CONSIGNA —
Prosigue el texto sobre la campaña de Eta contra intelectuales antifranquistas a partir de su última oración.

TEXTO DE ESTUDIO —
%%
Un proceso similar de reacción violenta contra quienes fueron sus aliados en la lucha contra la dictadura franquista lo tuvo “la banda terrorista Eta”, como se denomina sin ningún aspaviento en España a esa organización criminal, cuando “eligió intelectuales antifranquistas como blanco”. A partir del 2000 esta “socialización del sufrimiento”, el cínico lema etarra para la nueva estrategia del terror, dejó 23 personas asesinadas, con ataques concentrados en “la intelectualidad socialista y antifranquista”.
Un ícono de esta sangrienta campaña fue José Ramón Recalde, dueño de la Librería Lagun, situada en el casco antiguo de San Sebastián, que primero fue símbolo de resistencia contra el franquismo para luego convertirse en bastión de la lucha antiterrorista. Los fanáticos de la violencia no toleran críticas y mucho menos a quienes consideran traidores, como las Farc veían a Bejarano. Así, el célebre centro de reunión de intelectuales vascos que buscaban defender la cohesión, la pluralidad y los valores democráticos se convirtió tanto en un referente ético de la ciudadanía como en objetivo militar de la banda, siendo objeto de numerosos ataques de kale borroka, la violencia callejera para apoyar el nacionalismo extremo.
En Zucule, el boletín interno de Eta, se señala a finales del 2000 que aunque el librero Recalde había sido “militante antifranquista” se había convertido en enemigo “por su militancia contraria a la liberación de Euskal Herría”. Años antes los políticos socialistas del PSOE ya eran considerados objetivo militar. Haber militado en contra de la dictadura dejó de ser obstáculo para matar. A Eta “le preocupaba mucho la influencia intelectual de los constitucionalistas procedentes del antifranquismo”. Se sentían poco amenazados por la élite pensante “sofisticada, dirigida a minorías”. Los verdaderos enemigos eran “los intelectuales generadores de pensamiento que lo socializaban en los medios de comunicación”, tal como lograba hacer Chucho Bejarano.
%%
ENTRADAS PROPORCIONADAS —
%%
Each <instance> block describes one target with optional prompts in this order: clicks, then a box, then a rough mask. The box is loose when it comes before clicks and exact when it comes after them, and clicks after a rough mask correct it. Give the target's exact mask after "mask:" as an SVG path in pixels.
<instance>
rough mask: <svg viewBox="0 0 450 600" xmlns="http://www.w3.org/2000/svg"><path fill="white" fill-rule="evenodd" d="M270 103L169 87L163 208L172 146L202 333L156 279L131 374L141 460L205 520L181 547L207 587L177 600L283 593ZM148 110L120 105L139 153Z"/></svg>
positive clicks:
%%
%%
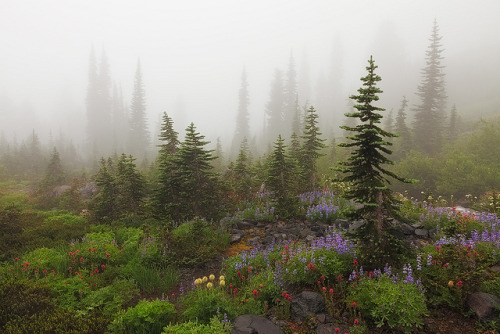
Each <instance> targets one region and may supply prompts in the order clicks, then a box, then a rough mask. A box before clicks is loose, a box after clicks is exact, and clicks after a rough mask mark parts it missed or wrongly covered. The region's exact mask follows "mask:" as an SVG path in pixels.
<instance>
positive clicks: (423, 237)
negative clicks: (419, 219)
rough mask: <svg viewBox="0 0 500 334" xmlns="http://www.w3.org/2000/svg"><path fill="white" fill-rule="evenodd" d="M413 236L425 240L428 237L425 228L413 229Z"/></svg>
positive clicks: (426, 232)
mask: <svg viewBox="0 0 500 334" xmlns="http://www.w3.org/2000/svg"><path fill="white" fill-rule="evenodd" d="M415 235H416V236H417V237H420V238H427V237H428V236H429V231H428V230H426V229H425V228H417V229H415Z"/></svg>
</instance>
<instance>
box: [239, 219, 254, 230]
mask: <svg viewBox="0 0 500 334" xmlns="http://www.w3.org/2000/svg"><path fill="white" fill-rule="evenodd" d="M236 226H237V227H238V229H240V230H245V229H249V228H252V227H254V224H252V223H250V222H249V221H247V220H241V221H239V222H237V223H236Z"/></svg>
%%
RESPUESTA —
El 14 de septiembre de 2000, al llegar a su casa, Recalde recibió un tiro de frente disparado por un joven que salió corriendo. Su esposa lo llevó al hospital. La bala le destrozó la cara, pero la inexperiencia del terrorista le salvó la vida por unos milímetros.
Menos suerte corrió Samuel Paty, el profesor de historia en un colegio de secundaria francés al que un hombre armado con un cuchillo de 32 centímetros esperó hace unos días a la salida del establecimiento, lo siguió hasta su casa y lo decapitó. Tras el ataque, el asesino fotografió el cadáver y subió la imagen a Twitter con una nota dirigida al presidente Macron. “En el nombre de Alá, el todo misericordioso… he ejecutado a uno de los perros del infierno que han osado rebajar a Mahoma”.
Paty educaba futuros ciudadanos. “Era sonriente y alegre, próximo a los alumnos y orgulloso de ellos” anota una joven de 14 años. Expuesto a inmigrantes de las procedencias y religiones más diversas, en una clase que acabó mal había discutido con sus alumnos los atentados de 2015 contra el semanario Charlie Hebdo. El docente advirtió que quien no quisiera mirar las caricaturas del profeta del islam que iba a mostrar podía “cerrar los ojos, desviar la vista o salir de clase”. El padre de un alumno protestó y activó en redes sociales una campaña furibunda contra Paty acusándolo de difundir pornografía. Cinco años después del “Je suis Charlie” nace en Francia otra consigna solidaria: “Je suis prof”, como Chucho.